Instructions to follow » Copy the data again, starting at the line that has "with black handle" and stopping after the line that has "[426, 305, 472, 373]". Keep every line as it is, except offset each coordinate in the answers by adding 37.

Data rows »
** START **

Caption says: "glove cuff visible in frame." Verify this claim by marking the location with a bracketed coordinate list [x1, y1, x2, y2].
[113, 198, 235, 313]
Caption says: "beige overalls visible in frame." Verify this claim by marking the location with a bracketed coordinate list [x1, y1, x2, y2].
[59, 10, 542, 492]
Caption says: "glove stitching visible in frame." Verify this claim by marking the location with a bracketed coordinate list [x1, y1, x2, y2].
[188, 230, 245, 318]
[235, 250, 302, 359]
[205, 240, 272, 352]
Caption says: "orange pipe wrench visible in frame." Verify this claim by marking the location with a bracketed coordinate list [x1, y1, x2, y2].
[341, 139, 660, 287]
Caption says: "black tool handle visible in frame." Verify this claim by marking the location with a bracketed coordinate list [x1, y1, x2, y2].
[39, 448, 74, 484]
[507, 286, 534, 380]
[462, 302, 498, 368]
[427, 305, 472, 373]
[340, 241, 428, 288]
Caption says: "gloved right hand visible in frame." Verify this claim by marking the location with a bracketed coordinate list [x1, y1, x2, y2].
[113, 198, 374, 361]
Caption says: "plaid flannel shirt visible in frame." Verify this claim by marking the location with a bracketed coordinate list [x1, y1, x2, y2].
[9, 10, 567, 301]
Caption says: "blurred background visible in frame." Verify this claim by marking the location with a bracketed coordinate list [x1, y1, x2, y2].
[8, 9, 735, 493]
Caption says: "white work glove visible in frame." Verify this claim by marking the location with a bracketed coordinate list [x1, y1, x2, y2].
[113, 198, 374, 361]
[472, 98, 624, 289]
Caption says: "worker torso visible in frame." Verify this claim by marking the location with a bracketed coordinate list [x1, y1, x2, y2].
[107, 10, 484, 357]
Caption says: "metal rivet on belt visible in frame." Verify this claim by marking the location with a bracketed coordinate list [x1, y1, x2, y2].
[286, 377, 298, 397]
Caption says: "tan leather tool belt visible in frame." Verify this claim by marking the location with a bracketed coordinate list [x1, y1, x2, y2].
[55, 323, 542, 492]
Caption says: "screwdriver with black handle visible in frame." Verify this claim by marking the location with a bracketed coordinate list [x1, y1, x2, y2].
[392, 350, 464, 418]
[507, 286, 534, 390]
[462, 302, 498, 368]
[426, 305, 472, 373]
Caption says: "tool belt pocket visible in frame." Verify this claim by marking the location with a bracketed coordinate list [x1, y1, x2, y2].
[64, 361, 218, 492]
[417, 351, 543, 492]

** END **
** START **

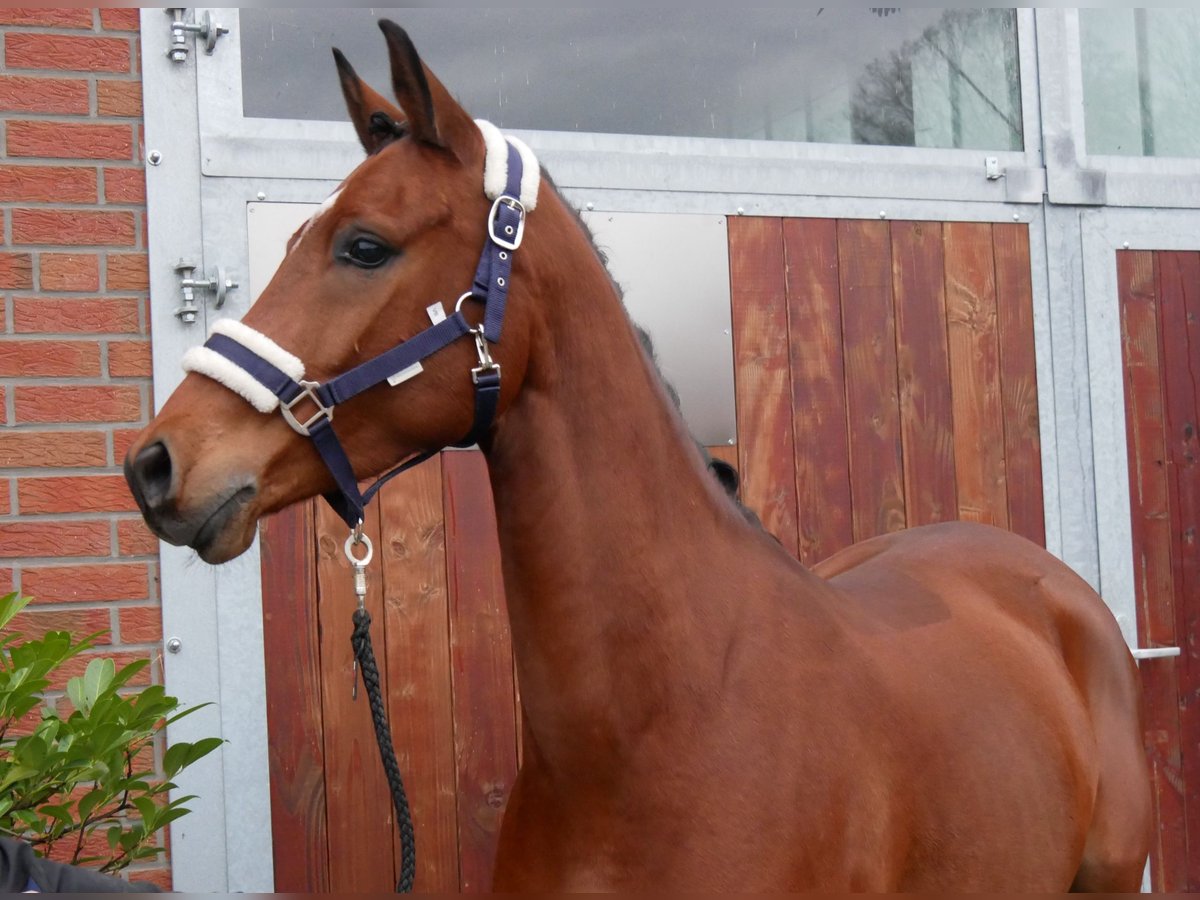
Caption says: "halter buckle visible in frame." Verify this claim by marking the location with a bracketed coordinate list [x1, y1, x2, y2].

** END **

Exercise solution »
Caption says: "screwdriver with black handle visible in frame." Verify this claim by marking the location with a bracketed coordinate list [x1, y1, x2, y2].
[429, 387, 501, 455]
[544, 323, 571, 427]
[499, 339, 535, 405]
[463, 342, 509, 410]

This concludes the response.